## Problem set
A: Reproduce the stretch of the article on climate change and women's health from "Amidst the daily" through "of women and girls.".
B: Answer the following questions using the article on climate change and women's health.
(i) In what year did the drought that struck East Africa occur?
(ii) Research from which body is cited as corroborating the disproportionate burden on women and girls?
(iii) What position does Hester Mkwinda Nyasulu hold?

The Silent Storm: Climate Change worsens women’s SRH in Africa

In the vast landscape of Africa, the impact of high heat on human health is becoming increasingly apparent, particularly for vulnerable populations such as women and girls. High temperatures have a range of direct and indirect effects on women’s SRH across the African continent. From exacerbating existing health conditions to increasing vulnerability to new threats, the implications are profound and far-reaching.

Amidst the daily struggles for access to basic necessities like food, water, and education, there exists a silent storm that threatens the future potential and well-being of millions of women and girls.

This storm is none other than climate change, and its detrimental impacts on sexual and reproductive health (SRH) are becoming increasingly evident.

The worst drought in over 40 years that struck East Africa in 2022 serves as a poignant example. The trickle-down effect of this drought was not limited to food scarcity and economic hardship but also resulted in a sharp increase in gender-based violence, female genital mutilation (FGM), and child marriage. These consequences are not isolated incidents but rather interconnected manifestations of the broader climate crisis.

Research from the United Nations Framework Convention on Climate Change corroborates these observations, highlighting that women and girls bear a disproportionate burden of health risks stemming from climate change. The disruption of ecosystems, loss of livelihoods, displacement, and increased vulnerability to diseases all contribute to exacerbating existing SRH challenges.

In an interview with Mr. Hester Mkwinda Nyasulu Country Manager for Amref Health Africa in Malawi he emphasized the stark reality faced by women and girls in Africa, particularly in the wake of extreme weather events like droughts and floods.

The devastating effects of such events extend far beyond the immediate physical damage, often leading to a cascade of challenges that disproportionately affect women and girls.

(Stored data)
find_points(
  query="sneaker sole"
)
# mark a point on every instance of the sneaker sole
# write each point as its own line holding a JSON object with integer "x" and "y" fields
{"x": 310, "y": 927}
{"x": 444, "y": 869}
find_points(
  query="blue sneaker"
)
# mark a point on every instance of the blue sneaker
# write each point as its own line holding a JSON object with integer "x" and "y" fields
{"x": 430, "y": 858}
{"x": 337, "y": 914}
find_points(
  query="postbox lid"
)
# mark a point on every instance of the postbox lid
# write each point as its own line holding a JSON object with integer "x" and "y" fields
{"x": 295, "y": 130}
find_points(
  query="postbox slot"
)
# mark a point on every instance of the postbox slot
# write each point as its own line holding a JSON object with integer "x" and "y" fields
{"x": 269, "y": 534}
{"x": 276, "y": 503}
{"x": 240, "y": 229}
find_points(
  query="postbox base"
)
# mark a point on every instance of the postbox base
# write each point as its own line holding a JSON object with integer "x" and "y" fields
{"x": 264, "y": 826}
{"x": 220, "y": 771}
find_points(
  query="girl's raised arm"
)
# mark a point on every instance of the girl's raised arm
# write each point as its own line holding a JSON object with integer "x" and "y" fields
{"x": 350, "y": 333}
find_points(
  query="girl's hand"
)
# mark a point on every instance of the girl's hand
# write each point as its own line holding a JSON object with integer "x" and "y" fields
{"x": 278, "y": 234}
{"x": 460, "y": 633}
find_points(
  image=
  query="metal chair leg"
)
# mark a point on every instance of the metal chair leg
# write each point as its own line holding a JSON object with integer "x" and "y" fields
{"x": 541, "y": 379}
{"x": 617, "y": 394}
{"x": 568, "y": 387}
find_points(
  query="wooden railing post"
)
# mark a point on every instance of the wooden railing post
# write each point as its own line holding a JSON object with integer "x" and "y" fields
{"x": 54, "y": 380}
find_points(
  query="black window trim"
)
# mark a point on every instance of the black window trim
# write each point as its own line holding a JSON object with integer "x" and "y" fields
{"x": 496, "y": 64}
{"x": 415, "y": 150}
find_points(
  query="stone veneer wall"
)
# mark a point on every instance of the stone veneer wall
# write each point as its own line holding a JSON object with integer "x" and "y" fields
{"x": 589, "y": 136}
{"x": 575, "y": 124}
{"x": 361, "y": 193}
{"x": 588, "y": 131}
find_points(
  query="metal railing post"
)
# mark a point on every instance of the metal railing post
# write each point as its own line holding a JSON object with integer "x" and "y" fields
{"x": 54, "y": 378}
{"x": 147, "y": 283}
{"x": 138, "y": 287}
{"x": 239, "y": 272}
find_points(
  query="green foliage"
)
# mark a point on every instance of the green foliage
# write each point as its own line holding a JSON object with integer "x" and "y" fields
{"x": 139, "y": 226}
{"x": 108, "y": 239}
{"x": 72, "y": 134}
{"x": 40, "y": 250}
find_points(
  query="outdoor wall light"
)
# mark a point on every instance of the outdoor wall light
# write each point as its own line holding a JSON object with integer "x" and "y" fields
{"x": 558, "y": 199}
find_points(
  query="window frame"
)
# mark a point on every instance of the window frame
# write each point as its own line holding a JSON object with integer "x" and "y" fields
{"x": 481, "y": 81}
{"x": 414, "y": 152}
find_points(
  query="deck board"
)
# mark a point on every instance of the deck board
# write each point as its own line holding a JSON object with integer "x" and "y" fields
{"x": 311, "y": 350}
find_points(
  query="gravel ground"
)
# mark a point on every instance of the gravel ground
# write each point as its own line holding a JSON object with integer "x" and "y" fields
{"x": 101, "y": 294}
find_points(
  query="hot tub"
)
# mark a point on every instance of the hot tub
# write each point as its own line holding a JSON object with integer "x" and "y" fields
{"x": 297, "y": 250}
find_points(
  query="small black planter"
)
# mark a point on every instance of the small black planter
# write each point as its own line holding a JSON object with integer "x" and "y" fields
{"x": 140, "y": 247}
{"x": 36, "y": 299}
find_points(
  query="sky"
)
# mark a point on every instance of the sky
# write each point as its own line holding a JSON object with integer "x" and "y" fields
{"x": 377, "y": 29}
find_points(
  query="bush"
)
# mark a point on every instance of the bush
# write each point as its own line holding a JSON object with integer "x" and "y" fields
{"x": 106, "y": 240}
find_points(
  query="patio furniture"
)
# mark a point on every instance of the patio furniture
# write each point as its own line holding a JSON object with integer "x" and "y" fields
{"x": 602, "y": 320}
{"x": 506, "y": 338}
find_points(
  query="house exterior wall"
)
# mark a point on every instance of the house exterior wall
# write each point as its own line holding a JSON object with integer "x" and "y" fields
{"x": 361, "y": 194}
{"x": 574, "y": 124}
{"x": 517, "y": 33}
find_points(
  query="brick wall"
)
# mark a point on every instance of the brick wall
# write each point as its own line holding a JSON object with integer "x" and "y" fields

## Answers to the problems
A:
Amidst the daily struggles for access to basic necessities like food, water, and education, there exists a silent storm that threatens the future potential and well-being of millions of women and girls.

B:
(i) 2022
(ii) The United Nations Framework Convention on Climate Change
(iii) Country Manager for Amref Health Africa in Malawi